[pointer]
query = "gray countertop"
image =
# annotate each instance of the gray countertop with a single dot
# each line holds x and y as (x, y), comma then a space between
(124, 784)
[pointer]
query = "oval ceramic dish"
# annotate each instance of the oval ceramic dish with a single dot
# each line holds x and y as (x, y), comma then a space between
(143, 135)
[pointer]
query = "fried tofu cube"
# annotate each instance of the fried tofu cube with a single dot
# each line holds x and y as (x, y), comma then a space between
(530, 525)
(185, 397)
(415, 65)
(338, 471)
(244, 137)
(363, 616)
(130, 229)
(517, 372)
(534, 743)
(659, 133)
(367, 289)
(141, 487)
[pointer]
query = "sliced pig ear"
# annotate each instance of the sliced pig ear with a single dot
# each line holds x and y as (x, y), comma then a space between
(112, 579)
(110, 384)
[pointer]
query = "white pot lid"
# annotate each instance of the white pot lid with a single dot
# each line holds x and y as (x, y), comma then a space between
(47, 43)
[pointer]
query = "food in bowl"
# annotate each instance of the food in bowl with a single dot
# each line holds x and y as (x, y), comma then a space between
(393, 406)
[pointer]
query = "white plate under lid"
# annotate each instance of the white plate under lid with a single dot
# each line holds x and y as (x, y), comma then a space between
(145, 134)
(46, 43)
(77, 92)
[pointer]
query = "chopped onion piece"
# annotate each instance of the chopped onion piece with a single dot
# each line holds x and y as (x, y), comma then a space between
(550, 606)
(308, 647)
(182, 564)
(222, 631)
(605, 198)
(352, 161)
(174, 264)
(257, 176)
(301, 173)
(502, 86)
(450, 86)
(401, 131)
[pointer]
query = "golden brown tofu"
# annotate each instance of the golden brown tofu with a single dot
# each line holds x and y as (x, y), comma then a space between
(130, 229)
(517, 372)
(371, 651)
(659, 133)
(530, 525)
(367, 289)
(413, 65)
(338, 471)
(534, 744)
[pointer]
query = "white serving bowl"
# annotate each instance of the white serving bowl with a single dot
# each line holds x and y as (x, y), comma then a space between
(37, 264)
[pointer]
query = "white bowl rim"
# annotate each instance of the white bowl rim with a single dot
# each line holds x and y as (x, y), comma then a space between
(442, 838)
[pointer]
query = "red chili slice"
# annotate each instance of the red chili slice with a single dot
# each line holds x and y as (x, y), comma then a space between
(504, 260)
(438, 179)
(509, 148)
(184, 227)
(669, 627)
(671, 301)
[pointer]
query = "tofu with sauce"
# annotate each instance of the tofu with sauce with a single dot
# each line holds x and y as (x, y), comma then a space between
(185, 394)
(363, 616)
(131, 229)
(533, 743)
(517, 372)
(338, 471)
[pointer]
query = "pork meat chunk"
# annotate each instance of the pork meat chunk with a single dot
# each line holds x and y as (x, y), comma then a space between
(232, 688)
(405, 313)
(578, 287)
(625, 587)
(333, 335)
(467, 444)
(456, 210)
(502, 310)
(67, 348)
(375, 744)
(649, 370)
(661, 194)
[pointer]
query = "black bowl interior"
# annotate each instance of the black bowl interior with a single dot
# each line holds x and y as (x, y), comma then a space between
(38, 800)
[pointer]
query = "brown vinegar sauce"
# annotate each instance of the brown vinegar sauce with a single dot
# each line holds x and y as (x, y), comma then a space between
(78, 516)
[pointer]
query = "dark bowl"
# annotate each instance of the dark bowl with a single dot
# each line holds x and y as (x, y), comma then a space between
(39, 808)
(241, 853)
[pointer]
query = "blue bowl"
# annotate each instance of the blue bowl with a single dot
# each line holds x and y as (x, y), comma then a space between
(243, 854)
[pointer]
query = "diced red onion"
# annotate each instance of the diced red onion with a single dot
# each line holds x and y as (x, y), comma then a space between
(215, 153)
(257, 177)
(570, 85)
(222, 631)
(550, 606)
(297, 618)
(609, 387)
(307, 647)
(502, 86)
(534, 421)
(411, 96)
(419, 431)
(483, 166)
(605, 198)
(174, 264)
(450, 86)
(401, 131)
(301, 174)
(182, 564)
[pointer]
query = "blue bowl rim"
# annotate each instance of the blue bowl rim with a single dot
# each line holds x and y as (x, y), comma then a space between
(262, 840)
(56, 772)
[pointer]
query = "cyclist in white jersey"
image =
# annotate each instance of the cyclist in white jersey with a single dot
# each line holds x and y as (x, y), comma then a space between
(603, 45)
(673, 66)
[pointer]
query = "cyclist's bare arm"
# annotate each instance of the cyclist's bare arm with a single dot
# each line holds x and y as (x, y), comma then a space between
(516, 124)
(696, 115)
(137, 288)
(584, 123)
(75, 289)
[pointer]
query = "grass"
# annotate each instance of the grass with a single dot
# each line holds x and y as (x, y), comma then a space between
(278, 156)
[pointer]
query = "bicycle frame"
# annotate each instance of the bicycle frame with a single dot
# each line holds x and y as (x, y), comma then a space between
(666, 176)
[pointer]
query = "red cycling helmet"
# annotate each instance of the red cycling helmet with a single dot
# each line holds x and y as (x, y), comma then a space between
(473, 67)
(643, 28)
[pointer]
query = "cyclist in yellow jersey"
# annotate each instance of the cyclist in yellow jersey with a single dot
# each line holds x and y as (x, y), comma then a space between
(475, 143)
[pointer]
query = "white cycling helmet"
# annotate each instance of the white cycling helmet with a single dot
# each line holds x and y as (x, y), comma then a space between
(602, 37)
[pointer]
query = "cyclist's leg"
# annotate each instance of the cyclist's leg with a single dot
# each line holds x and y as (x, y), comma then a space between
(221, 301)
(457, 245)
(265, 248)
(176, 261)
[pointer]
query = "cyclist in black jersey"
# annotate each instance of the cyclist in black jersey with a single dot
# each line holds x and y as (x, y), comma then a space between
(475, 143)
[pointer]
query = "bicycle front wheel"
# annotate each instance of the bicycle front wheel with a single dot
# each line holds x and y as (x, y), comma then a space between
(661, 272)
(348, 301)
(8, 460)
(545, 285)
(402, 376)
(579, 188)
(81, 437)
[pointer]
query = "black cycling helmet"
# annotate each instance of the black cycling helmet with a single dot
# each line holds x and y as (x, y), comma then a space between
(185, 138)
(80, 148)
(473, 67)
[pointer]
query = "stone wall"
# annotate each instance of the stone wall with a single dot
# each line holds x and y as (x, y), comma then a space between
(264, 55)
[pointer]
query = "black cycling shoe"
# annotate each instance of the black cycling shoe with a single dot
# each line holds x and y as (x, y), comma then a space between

To be done: The records above should all be quoted exactly, please.

Exercise result:
[pointer]
query = "gray countertop"
image =
# annotate each instance of the gray countertop with a single dot
# each line holds x and y as (x, y), comma then a space between
(124, 784)
[pointer]
query = "oval ceramic dish"
# annotate each instance of the oval ceramic dish with a single dot
# each line holds x and y as (x, y), comma then a space between
(143, 135)
[pointer]
query = "fried tofu cube"
# annotate each instance of the fried tofu cube with a single dot
# each line holds x and y as (x, y), comma then a space between
(530, 525)
(185, 397)
(415, 65)
(338, 471)
(244, 137)
(363, 616)
(130, 229)
(517, 372)
(534, 743)
(659, 133)
(367, 289)
(141, 487)
[pointer]
query = "sliced pig ear"
# annotate each instance of the sliced pig ear with a single dot
# each line holds x and y as (x, y), comma then a space between
(112, 579)
(110, 384)
[pointer]
query = "white pot lid"
# annotate each instance of the white pot lid with a single dot
# each line holds x and y as (x, y), comma then a space between
(47, 43)
[pointer]
query = "food in bowl"
# annotate each instance of the food in bowl with a single dot
# each line holds x and y as (x, y), comma then a space between
(393, 406)
[pointer]
query = "white plate under lid"
# annotate each instance of the white plate under lid with a single dot
# each line holds x and y as (x, y), comma then a space between
(145, 134)
(46, 43)
(77, 92)
[pointer]
query = "chopped onion piece"
# annotate each instance of the chopped onion piece with a single dot
# each line holds x and y as (x, y), comma then a space between
(550, 606)
(308, 647)
(182, 564)
(222, 631)
(605, 198)
(352, 161)
(174, 264)
(257, 176)
(301, 173)
(502, 86)
(450, 86)
(401, 131)
[pointer]
query = "golden brown tofu"
# annotate each instance of the golden brown tofu with a single dot
# each line holds x and y as (x, y), comma then a space between
(130, 229)
(517, 372)
(371, 651)
(659, 133)
(530, 525)
(367, 289)
(413, 65)
(338, 471)
(534, 744)
[pointer]
query = "white serving bowl"
# annotate each instance of the white serving bowl with a single dot
# each line holds x and y as (x, y), comma then a space between
(37, 264)
[pointer]
query = "white bowl rim"
# annotate each instance of the white bowl rim with a single dot
# each line holds x and y as (x, y), comma then a space between
(442, 838)
[pointer]
query = "red chili slice"
# annotate each instance of the red chili slice with a single dot
# each line holds x and y as (x, y), comma then a space between
(504, 260)
(438, 179)
(509, 148)
(184, 227)
(669, 627)
(671, 301)
[pointer]
query = "tofu with sauce"
# annotate each instance of the tofu with sauce with a single dot
# each line holds x and y as (x, y), comma then a space between
(185, 394)
(363, 616)
(131, 229)
(533, 743)
(517, 372)
(338, 471)
[pointer]
query = "pork meat chunk"
# annotate each instance of the pork meat chunk with a single dot
# each line holds x and y as (x, y), comma then a space between
(232, 688)
(405, 313)
(578, 287)
(625, 587)
(333, 335)
(467, 444)
(456, 210)
(502, 310)
(67, 348)
(375, 744)
(649, 370)
(661, 194)
[pointer]
query = "black bowl interior"
# annotate each instance of the black bowl interior with a single dot
# each line holds x and y as (x, y), comma then a space between
(38, 800)
[pointer]
query = "brown vinegar sauce"
# annotate each instance of the brown vinegar sauce with a single dot
# each line holds x and y as (x, y), comma then a space between
(78, 516)
[pointer]
query = "dark bowl"
# annotate each instance of the dark bowl with a single dot
# each line holds x and y as (x, y), comma then a space between
(39, 808)
(241, 853)
[pointer]
query = "blue bowl"
# annotate each instance of the blue bowl with a single dot
# each line holds x and y as (x, y), comma then a space between
(243, 854)
[pointer]
query = "diced red onion"
# annotate each instance of the diced red onion with a single dot
# each line holds x and y as (x, y), comma then a space between
(215, 153)
(257, 177)
(570, 85)
(222, 631)
(550, 606)
(297, 618)
(609, 387)
(307, 647)
(502, 86)
(534, 421)
(411, 96)
(419, 431)
(483, 166)
(605, 198)
(174, 264)
(450, 86)
(401, 131)
(301, 174)
(182, 564)
[pointer]
query = "blue bowl rim"
# annotate each instance of the blue bowl rim with a single dot
# each line holds x and y as (x, y), comma then a space between
(262, 840)
(56, 772)
[pointer]
query = "cyclist in white jersey"
image =
# annotate each instance of the cyclist in white jersey with a single dot
# each line holds x and y as (x, y), comma then a space between
(603, 45)
(673, 66)
[pointer]
query = "cyclist's bare arm"
# annotate each instance of the cyclist's bare arm with a single dot
# each line holds x and y as (x, y), comma then a space between
(516, 124)
(696, 115)
(137, 288)
(584, 123)
(75, 289)
[pointer]
query = "grass"
# annotate each instance of the grass with a single dot
# each line holds x and y as (x, y), comma then a space between
(278, 156)
[pointer]
query = "bicycle frame"
# annotate each instance of the bicycle frame with a single dot
# each line holds x and y as (x, y), comma then a space between
(666, 176)
[pointer]
query = "red cycling helmet"
# annotate each instance of the red cycling helmet with a single dot
# each line holds x and y as (x, y), comma then a space between
(473, 67)
(643, 28)
[pointer]
query = "cyclist in yellow jersey"
# annotate each instance of the cyclist in yellow jersey with a single dot
# each line holds x and y as (x, y), comma then a space between
(475, 143)
[pointer]
query = "white cycling helmet"
# annotate each instance of the white cycling helmet with a single dot
# each line holds x and y as (x, y), comma then a space between
(602, 37)
[pointer]
query = "cyclist's leg"
# annotate each instance of the cyclist's leg with a single dot
# each line holds x and y as (x, y), comma then a space between
(221, 301)
(457, 245)
(265, 248)
(176, 261)
[pointer]
query = "cyclist in black jersey"
# annotate each instance of the cyclist in black jersey with a single dot
# each line holds x and y as (x, y), comma then a space between
(475, 143)
[pointer]
query = "bicycle front wheel"
# annotate each instance of the bicycle front wheel with a single dot
# each line holds x and y as (x, y), comma then a space between
(661, 272)
(348, 301)
(8, 460)
(545, 285)
(402, 376)
(579, 188)
(81, 437)
[pointer]
query = "black cycling helmet"
# annotate each instance of the black cycling helmet with a single dot
# each line holds x and y as (x, y), comma then a space between
(185, 138)
(80, 148)
(473, 67)
[pointer]
query = "stone wall"
# annotate each instance of the stone wall with a single dot
# each line holds x and y as (x, y), comma then a space between
(264, 55)
[pointer]
query = "black cycling shoe"
# annotate each instance of the black cycling shoe with a single dot
# each line holds x and y as (x, y), comma then a space between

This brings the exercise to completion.